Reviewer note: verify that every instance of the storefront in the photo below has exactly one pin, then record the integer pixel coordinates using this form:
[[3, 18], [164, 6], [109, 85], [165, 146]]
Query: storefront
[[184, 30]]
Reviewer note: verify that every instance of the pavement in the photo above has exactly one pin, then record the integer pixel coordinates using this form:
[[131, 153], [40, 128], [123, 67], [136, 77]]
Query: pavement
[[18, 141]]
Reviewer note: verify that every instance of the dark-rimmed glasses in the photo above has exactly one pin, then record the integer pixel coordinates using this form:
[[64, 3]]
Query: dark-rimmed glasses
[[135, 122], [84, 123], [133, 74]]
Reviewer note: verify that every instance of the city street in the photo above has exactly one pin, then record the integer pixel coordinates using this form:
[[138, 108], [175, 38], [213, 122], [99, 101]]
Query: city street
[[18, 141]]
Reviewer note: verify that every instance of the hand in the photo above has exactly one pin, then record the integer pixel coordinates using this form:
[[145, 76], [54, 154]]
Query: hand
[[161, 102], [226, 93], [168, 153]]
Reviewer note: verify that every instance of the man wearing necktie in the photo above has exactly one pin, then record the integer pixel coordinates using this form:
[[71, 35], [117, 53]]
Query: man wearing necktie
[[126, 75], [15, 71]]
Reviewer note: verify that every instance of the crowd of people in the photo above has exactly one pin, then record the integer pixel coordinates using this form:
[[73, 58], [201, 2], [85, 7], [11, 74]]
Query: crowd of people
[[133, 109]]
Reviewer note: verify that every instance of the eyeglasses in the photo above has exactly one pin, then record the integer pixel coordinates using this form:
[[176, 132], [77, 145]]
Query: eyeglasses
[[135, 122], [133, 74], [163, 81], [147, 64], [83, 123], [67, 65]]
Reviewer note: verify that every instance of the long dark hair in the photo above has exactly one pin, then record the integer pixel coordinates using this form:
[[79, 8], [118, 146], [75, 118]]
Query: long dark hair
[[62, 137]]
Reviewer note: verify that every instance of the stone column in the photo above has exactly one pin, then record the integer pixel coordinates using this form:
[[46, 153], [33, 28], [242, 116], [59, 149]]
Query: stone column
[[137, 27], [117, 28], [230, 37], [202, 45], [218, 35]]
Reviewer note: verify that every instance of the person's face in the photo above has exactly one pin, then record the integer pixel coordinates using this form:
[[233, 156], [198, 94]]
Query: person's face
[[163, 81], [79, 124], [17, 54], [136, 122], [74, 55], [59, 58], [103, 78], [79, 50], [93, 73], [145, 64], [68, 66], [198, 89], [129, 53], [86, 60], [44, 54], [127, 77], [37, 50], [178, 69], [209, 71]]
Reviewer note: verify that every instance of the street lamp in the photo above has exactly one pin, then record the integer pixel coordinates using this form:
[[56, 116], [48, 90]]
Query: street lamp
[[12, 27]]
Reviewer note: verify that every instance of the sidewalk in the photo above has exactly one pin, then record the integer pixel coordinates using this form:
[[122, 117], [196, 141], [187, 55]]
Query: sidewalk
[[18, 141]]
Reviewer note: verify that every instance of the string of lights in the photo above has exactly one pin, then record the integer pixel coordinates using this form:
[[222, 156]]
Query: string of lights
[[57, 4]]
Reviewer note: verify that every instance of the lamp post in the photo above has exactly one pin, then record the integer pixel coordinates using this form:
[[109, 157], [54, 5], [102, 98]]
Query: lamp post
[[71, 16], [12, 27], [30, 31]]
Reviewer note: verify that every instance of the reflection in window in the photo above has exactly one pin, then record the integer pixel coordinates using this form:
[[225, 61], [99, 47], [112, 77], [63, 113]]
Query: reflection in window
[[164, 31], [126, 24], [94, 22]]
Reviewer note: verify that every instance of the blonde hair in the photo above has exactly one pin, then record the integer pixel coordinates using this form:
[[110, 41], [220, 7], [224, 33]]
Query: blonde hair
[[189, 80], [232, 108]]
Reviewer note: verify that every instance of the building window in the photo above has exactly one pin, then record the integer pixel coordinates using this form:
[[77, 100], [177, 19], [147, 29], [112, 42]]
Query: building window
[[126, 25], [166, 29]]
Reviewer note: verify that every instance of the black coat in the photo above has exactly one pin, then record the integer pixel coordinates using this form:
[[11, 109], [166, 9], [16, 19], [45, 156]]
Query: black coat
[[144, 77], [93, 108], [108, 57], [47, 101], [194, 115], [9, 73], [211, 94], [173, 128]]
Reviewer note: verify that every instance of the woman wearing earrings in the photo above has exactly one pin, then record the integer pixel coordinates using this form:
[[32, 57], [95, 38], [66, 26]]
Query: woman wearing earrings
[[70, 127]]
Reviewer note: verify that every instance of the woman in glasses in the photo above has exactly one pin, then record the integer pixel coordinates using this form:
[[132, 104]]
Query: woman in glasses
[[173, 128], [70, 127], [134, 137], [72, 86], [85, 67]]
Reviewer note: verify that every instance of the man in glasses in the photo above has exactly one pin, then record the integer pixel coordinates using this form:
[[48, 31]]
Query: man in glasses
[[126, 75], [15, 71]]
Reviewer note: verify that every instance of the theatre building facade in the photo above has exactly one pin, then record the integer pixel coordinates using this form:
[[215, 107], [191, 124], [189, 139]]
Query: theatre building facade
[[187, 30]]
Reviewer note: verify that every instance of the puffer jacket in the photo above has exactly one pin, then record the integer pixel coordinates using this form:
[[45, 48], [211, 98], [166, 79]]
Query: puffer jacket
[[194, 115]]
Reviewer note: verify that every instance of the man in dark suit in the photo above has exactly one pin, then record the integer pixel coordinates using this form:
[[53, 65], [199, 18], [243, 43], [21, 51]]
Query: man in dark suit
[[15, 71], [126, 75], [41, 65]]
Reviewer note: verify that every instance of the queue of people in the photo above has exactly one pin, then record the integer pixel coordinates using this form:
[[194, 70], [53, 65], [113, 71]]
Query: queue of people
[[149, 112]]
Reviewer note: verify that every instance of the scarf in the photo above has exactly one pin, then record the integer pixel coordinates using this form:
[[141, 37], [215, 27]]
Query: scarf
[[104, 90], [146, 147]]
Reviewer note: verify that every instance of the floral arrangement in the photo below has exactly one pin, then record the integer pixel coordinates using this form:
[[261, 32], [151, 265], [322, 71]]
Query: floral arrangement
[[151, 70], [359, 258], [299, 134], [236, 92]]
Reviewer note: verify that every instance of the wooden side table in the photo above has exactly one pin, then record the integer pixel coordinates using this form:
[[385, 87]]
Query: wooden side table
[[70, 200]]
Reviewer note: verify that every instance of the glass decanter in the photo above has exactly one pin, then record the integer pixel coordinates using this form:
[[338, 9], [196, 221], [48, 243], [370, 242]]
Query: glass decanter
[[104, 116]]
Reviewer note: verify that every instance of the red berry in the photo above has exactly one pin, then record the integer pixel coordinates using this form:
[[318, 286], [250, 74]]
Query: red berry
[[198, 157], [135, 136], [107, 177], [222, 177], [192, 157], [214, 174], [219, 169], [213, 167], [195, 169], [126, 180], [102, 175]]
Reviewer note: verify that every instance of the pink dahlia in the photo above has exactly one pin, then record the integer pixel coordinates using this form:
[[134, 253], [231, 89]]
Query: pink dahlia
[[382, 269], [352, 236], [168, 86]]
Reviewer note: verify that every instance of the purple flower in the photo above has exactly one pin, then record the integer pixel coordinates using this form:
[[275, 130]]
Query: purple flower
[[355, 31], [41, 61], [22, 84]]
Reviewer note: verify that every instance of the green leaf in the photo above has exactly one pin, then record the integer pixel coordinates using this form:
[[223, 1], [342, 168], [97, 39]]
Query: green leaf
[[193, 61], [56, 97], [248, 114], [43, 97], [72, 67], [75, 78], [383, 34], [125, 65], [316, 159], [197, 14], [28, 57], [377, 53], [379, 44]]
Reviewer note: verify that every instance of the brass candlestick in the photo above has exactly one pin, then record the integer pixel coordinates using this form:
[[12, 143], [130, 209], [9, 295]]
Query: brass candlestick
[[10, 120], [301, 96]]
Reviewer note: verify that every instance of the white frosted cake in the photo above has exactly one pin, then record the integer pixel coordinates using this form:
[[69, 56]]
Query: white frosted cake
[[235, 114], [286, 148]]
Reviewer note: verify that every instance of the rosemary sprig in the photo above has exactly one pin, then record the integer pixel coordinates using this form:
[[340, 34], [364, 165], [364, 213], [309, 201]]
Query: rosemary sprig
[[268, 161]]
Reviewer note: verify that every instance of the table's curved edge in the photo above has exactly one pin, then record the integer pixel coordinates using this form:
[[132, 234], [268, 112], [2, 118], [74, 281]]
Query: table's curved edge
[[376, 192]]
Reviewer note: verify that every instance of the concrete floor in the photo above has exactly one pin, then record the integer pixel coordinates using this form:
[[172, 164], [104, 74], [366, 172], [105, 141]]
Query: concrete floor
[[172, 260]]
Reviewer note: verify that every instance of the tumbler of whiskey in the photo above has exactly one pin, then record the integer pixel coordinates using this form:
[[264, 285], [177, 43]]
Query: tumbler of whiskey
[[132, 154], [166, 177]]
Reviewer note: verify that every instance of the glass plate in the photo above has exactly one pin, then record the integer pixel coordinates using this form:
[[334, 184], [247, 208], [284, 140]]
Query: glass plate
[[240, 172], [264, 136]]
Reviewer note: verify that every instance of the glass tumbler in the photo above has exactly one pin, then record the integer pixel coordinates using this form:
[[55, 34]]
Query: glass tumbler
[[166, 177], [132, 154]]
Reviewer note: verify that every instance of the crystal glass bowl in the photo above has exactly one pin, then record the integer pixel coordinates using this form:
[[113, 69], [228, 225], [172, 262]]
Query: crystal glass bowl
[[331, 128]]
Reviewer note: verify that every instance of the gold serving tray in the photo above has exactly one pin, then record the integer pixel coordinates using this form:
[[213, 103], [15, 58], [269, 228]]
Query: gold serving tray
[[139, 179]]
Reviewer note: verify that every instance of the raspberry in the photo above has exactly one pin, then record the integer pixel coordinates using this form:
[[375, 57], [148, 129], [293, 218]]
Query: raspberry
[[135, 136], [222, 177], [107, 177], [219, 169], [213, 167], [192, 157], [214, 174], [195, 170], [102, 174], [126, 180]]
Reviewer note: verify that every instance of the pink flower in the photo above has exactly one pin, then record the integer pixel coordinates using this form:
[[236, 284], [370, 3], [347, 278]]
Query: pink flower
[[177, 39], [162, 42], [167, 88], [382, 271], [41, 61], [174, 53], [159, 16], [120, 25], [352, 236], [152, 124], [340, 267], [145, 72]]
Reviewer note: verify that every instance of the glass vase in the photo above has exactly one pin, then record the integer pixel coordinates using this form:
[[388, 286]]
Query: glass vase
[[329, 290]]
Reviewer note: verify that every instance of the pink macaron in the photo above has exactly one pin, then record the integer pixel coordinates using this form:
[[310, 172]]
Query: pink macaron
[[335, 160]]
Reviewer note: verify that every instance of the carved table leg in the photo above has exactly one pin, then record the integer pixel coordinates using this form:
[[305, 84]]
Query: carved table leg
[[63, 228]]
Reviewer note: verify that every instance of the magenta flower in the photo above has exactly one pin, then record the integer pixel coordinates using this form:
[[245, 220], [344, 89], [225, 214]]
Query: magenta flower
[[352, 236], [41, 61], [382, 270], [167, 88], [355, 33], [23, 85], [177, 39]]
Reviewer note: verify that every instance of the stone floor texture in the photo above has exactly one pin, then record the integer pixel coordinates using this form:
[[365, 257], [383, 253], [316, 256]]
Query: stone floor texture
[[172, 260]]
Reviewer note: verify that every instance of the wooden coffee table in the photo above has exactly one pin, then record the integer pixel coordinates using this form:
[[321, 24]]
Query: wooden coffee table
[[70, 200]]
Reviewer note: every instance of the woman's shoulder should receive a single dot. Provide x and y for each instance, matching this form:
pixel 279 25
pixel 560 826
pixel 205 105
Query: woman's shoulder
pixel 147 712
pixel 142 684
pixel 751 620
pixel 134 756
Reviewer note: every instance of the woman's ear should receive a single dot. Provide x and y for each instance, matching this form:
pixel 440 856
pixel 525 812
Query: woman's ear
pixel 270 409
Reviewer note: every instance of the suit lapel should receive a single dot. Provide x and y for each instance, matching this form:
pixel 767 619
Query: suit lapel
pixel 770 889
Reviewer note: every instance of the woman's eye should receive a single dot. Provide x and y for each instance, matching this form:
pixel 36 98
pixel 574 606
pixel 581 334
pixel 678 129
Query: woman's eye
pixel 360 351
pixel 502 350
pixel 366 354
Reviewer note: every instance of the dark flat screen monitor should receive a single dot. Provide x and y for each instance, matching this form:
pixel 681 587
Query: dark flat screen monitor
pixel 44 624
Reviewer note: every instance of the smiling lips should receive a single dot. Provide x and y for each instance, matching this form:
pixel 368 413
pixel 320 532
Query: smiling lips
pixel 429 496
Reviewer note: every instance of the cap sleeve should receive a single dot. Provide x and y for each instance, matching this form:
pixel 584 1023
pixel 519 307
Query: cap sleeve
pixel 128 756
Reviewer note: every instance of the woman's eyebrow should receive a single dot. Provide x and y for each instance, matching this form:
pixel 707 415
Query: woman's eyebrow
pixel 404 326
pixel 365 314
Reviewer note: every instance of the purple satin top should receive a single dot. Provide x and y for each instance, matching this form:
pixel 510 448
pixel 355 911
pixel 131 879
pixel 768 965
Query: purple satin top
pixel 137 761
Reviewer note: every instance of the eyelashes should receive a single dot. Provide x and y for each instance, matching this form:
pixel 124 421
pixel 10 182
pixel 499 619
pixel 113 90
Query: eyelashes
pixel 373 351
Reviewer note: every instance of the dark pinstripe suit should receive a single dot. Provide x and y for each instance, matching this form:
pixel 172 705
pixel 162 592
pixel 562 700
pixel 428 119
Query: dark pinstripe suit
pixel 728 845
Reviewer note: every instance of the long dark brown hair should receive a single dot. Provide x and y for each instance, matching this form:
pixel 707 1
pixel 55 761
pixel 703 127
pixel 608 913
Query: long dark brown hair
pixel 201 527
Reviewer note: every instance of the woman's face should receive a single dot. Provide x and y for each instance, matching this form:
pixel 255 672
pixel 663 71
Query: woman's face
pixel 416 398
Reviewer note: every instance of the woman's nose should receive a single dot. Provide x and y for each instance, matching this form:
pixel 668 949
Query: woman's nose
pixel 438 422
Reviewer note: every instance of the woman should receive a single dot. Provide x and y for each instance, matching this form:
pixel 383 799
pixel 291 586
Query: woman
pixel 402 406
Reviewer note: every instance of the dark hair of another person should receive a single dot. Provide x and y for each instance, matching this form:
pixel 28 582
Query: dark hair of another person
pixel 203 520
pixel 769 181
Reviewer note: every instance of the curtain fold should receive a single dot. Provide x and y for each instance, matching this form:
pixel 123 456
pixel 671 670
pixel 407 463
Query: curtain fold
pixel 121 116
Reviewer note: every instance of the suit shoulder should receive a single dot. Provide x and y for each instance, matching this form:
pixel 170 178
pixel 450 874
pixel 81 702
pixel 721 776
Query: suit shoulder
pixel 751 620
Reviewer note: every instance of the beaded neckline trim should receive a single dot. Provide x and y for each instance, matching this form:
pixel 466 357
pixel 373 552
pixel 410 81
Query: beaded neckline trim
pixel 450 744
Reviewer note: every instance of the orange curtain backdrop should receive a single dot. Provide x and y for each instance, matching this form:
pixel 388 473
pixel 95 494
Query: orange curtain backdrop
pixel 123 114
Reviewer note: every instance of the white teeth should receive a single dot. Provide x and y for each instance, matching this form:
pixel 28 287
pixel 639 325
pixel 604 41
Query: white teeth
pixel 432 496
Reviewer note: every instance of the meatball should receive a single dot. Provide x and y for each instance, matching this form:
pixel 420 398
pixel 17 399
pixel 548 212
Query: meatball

* GIVEN EXERCISE *
Rewrite the entries starting at the line that has "Reviewer note: verify that every instance of the crystal" and ending after the line that has "174], [126, 180]]". Change "exactly one pin" to "a single marker" and leave everything else untouched.

* ANSWER TO THIS EXERCISE *
Reviewer note: verify that every instance of the crystal glass bowl in the photo above has a single marker, then record the integer pixel coordinates using this form:
[[113, 69], [228, 225], [172, 262]]
Query: crystal glass bowl
[[331, 128]]
Reviewer note: verify that every instance of the gold serving tray in the photo above has a single marker, then record the integer pixel coordinates using this form:
[[213, 103], [15, 58], [269, 228]]
Query: gold serving tray
[[139, 179]]
Reviewer note: verify that every instance of the raspberry in the photo above has a single marker, then record the integer pixel coordinates using this form:
[[375, 57], [148, 129], [293, 218]]
Query: raspberry
[[135, 136], [222, 177], [107, 177], [219, 169], [213, 167], [192, 157], [214, 174], [195, 170], [102, 174], [126, 180]]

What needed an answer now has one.